BEGIN Exercise materials

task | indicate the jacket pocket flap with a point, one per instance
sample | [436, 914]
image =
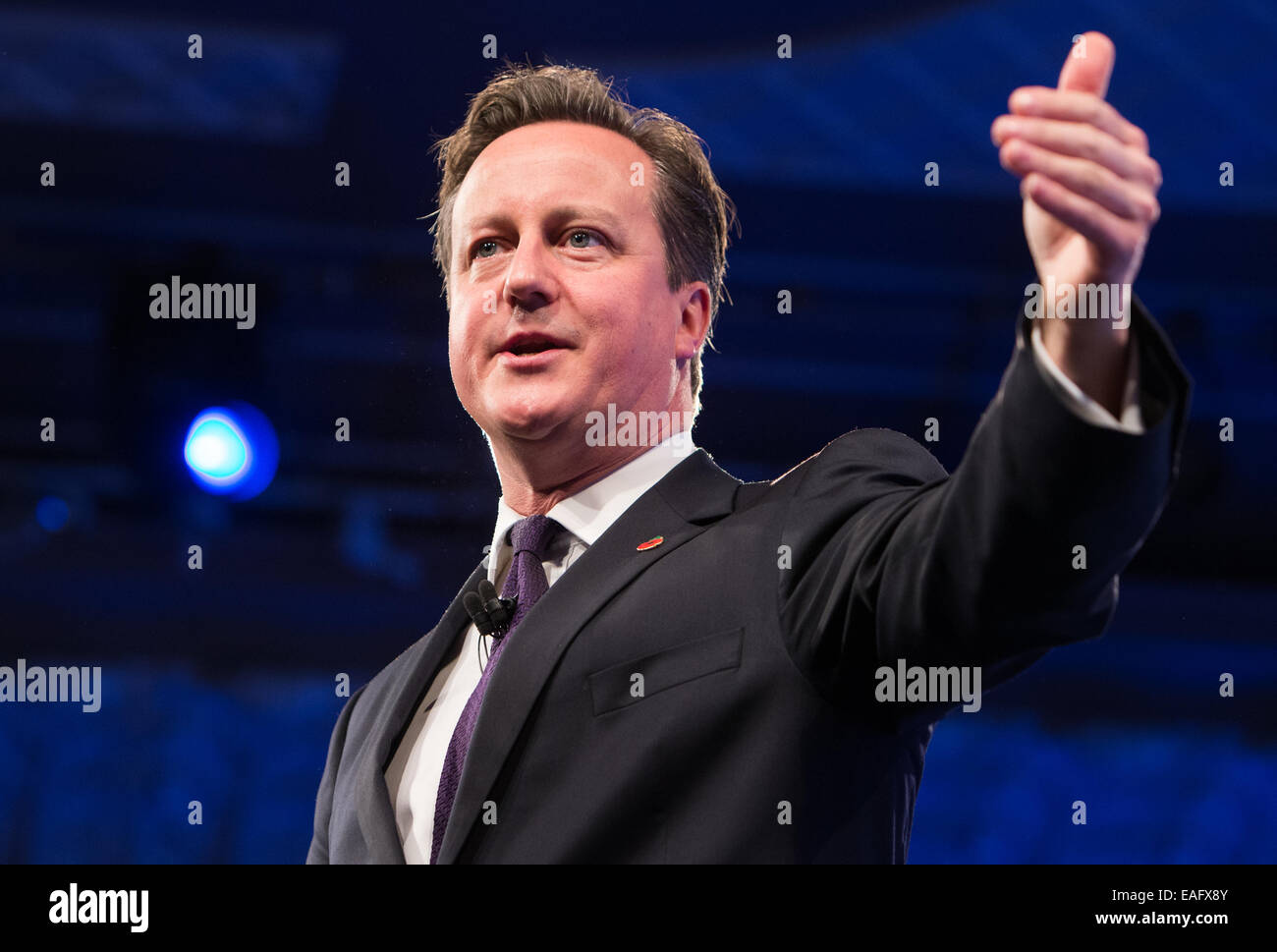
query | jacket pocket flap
[631, 681]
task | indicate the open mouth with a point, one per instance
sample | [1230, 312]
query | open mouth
[535, 347]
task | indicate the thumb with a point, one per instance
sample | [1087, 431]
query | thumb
[1089, 64]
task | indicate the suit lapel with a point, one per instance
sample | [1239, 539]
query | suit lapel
[375, 808]
[682, 505]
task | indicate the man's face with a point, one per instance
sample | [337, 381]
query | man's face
[558, 296]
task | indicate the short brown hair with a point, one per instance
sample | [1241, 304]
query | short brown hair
[693, 211]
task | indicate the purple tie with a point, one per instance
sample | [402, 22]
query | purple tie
[527, 579]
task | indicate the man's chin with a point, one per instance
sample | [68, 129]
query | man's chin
[532, 425]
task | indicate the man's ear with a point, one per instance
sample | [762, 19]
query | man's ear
[694, 322]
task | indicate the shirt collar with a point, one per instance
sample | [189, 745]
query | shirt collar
[590, 511]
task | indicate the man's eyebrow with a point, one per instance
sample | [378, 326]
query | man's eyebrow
[563, 212]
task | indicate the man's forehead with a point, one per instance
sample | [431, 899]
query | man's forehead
[570, 164]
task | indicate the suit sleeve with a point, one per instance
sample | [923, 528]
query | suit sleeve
[893, 559]
[318, 853]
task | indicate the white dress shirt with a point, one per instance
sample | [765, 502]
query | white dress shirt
[414, 772]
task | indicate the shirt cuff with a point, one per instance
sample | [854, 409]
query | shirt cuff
[1132, 420]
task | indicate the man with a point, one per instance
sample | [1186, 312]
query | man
[688, 668]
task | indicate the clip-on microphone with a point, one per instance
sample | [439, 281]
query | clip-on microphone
[492, 615]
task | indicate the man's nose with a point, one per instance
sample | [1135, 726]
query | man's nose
[530, 279]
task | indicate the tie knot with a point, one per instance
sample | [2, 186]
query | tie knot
[532, 534]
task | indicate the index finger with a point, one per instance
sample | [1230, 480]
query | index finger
[1080, 107]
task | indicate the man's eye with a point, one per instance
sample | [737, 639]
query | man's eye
[587, 234]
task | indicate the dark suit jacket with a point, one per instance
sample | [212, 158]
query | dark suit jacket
[757, 626]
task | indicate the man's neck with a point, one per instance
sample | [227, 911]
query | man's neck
[536, 476]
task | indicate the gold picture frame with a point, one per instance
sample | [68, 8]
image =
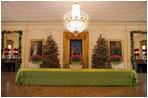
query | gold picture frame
[115, 47]
[36, 44]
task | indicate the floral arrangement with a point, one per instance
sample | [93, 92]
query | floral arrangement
[36, 59]
[6, 49]
[115, 60]
[15, 53]
[15, 49]
[5, 53]
[137, 54]
[76, 59]
[136, 49]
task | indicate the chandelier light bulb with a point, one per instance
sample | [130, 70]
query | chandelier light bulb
[76, 21]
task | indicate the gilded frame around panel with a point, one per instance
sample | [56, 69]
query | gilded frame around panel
[30, 44]
[121, 45]
[66, 47]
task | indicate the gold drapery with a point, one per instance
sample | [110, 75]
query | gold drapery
[66, 47]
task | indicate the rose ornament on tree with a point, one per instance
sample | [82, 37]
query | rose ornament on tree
[115, 60]
[76, 60]
[36, 59]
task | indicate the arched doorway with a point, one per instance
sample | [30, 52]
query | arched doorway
[66, 49]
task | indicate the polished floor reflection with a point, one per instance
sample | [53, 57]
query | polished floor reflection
[10, 89]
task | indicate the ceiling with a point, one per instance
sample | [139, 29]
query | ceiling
[53, 11]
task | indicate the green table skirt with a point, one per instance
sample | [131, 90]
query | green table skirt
[82, 77]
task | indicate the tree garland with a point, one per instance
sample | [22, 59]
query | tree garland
[132, 46]
[19, 47]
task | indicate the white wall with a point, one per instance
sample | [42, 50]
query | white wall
[109, 30]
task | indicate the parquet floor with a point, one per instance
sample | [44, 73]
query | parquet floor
[9, 89]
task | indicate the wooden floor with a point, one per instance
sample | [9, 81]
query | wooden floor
[9, 89]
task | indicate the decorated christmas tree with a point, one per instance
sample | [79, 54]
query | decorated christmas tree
[50, 54]
[101, 54]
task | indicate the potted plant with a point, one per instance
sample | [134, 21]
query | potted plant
[76, 60]
[36, 59]
[115, 60]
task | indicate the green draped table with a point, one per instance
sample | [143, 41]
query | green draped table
[81, 77]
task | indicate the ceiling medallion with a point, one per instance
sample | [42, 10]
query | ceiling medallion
[76, 21]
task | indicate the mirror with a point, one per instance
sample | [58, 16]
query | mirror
[6, 41]
[140, 46]
[11, 42]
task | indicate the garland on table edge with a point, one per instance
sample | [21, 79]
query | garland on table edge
[132, 46]
[19, 47]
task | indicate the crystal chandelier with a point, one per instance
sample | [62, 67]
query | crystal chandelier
[75, 21]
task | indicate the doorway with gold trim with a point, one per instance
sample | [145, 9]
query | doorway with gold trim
[66, 48]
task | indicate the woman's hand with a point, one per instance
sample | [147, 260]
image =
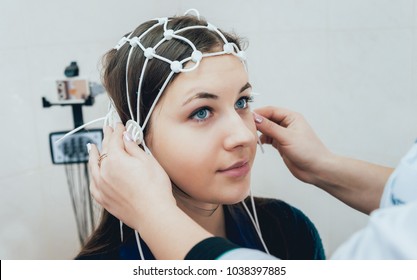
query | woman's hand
[126, 181]
[302, 151]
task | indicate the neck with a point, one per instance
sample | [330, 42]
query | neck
[210, 216]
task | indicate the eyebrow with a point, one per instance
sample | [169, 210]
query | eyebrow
[207, 95]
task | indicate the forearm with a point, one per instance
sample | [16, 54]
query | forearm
[357, 183]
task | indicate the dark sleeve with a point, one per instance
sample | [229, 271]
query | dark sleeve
[210, 249]
[288, 233]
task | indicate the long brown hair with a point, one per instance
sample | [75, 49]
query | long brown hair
[107, 235]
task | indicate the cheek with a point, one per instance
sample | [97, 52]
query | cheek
[187, 160]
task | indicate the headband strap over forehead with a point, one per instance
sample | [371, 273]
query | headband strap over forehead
[175, 65]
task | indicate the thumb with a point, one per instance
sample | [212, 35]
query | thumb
[270, 128]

END Exercise materials

**What you need to do:** Omit the pictures, then output the rest of the listing exactly.

**Task output:**
task | indicate the jacket pocket flap with a point, one per instance
sample | [436, 914]
image =
query | jacket pocket flap
[631, 681]
task | indicate the open mouth with a point, one per instance
sample | [1230, 312]
query | open mouth
[535, 347]
task | indicate the thumb with a point, one per instance
sample | [1087, 431]
query | thumb
[1089, 64]
task | indicate the suit lapel with a point, one per instance
sample | [1239, 539]
query | suit lapel
[375, 808]
[682, 505]
task | indicate the man's face with a point, one per instance
sample | [337, 381]
query | man's face
[558, 296]
task | indicate the short brown hair with a point, one per instance
sample | [1241, 304]
query | short brown hair
[693, 211]
task | indicate the purple tie with a point, one per instance
sample | [402, 22]
query | purple tie
[527, 579]
task | indicate the man's chin with a point, one per instance
sample | [68, 129]
query | man's chin
[532, 425]
task | indicate the man's ear with a point, one per instance
sample | [762, 19]
query | man's ear
[694, 322]
task | indicate the shirt collar with a point, one per instance
sample | [189, 745]
query | shirt collar
[590, 511]
task | indicate the man's eyebrow with a point, one per instance
sample | [378, 326]
query | man's eyebrow
[563, 212]
task | indicate the man's forehead with a point, one per instance
sample | [431, 899]
query | man's forehead
[570, 164]
task | indicate the suit sleeve with a point, one per instance
sample | [923, 528]
query | suit sleeve
[893, 559]
[318, 853]
task | indicate the white dress shirt with a point, one per instance
sample | [765, 502]
query | white dress shirt
[414, 772]
task | indicate the shirt cuff with a point, one per instance
sample | [854, 409]
query | shirt cuff
[1132, 420]
task | indicate the man with a point, one per instance
sample | [1186, 312]
query | man
[688, 668]
task | indicate the clip-on microphone with a point, one per instance
sample | [439, 281]
query | clip-on microphone
[492, 615]
task | indicate the man's nose with a point, one per instance
sample | [1135, 726]
query | man's nose
[530, 279]
task | indicate the tie knot with a point, one per instance
sample | [2, 186]
query | tie knot
[532, 534]
task | indicate the index finger with a point, one per instance
sample | [1230, 480]
query | index finger
[1080, 107]
task | indicate the man's eye with a point, one per instance
sample | [737, 639]
query | man's eye
[587, 234]
task | indicate the dark suit jacket with a point, one per instance
sample | [212, 158]
query | dark suit jacket
[757, 626]
task | indicate the man's neck with a point, one per instance
sample | [227, 911]
query | man's neck
[536, 476]
task | indicate the gold picture frame with a point, one per instance
sample | [68, 8]
image =
query | gold picture frame
[115, 47]
[36, 44]
task | indicate the floral arrangement with a point, one per instance
sample | [93, 92]
query | floral arrangement
[36, 59]
[6, 49]
[115, 60]
[15, 53]
[15, 49]
[5, 53]
[137, 54]
[76, 59]
[136, 49]
task | indicate the chandelier light bulb with a point, one per instance
sample | [130, 70]
query | chandelier light bulb
[76, 21]
task | indicate the gilded frame around panel with a point, one per instance
sample | [56, 69]
query | gilded frame around panel
[30, 44]
[121, 45]
[66, 47]
task | indicate the gold drapery with a point, one per instance
sample | [110, 75]
query | gold drapery
[66, 47]
task | indicate the rose ornament on tree with a point, one per instance
sample | [82, 37]
query | rose ornament on tree
[115, 60]
[76, 60]
[36, 59]
task | indicate the arched doorway with a point, one per instance
sample | [30, 52]
query | arched doorway
[66, 49]
task | indicate the polished floor reflection with a point, one per instance
sample | [53, 57]
query | polished floor reflection
[10, 89]
task | indicate the ceiling with a point, one per instance
sample | [139, 29]
query | ceiling
[53, 11]
task | indicate the green table skirt with a point, one per instance
sample | [131, 90]
query | green table skirt
[82, 77]
task | indicate the tree garland with a point, one per instance
sample | [22, 59]
query | tree garland
[132, 46]
[19, 47]
task | indicate the white wall with a point, one per instance
sample | [42, 50]
query | white wall
[109, 30]
task | indicate the parquet floor with a point, one per instance
sample | [44, 73]
query | parquet floor
[9, 89]
task | indicate the wooden floor with a point, one per instance
sample | [9, 81]
query | wooden floor
[9, 89]
task | indicate the decorated christmas tree with a point, one per instance
sample | [79, 54]
query | decorated christmas tree
[50, 54]
[101, 54]
task | indicate the potted plant with a point, one per instance
sample | [134, 21]
query | potted plant
[76, 60]
[36, 59]
[115, 60]
task | indicate the green draped table with a point, one per instance
sample | [143, 41]
query | green draped table
[81, 77]
task | indicate the ceiling medallion with a point, one per instance
sample | [42, 10]
query | ceiling medallion
[76, 21]
task | indicate the mirror with a point, one per instance
sample | [58, 16]
query | mirror
[6, 41]
[140, 46]
[11, 42]
task | indicate the garland on table edge with a point, one per instance
sample | [21, 79]
query | garland on table edge
[132, 46]
[19, 47]
task | indicate the crystal chandelier with a point, one per instance
sample | [62, 67]
query | crystal chandelier
[75, 21]
task | indicate the doorway with gold trim with a point, one per instance
sample | [145, 9]
query | doorway with gold trim
[66, 48]
task | indicate the woman's hand with a point, one per instance
sample | [147, 260]
image =
query | woman's hand
[126, 181]
[302, 151]
task | indicate the neck with a point, one per instance
sample | [330, 42]
query | neck
[210, 216]
task | indicate the eyebrow with a point, one per instance
sample | [169, 210]
query | eyebrow
[207, 95]
task | indicate the forearm with a point, one per instance
sample | [16, 54]
query | forearm
[357, 183]
task | indicate the dark sleeve with a point, one per instance
sample | [229, 271]
query | dark sleeve
[210, 249]
[288, 233]
task | indicate the long brown hair with a point, one per instance
sample | [75, 49]
query | long brown hair
[107, 235]
task | indicate the cheek with a point, one per instance
sample | [97, 52]
query | cheek
[187, 160]
task | indicate the headband strap over forehead with a point, one per instance
sample | [371, 273]
query | headband strap over forehead
[175, 65]
task | indicate the thumb with a point, one per instance
sample | [212, 35]
query | thumb
[270, 128]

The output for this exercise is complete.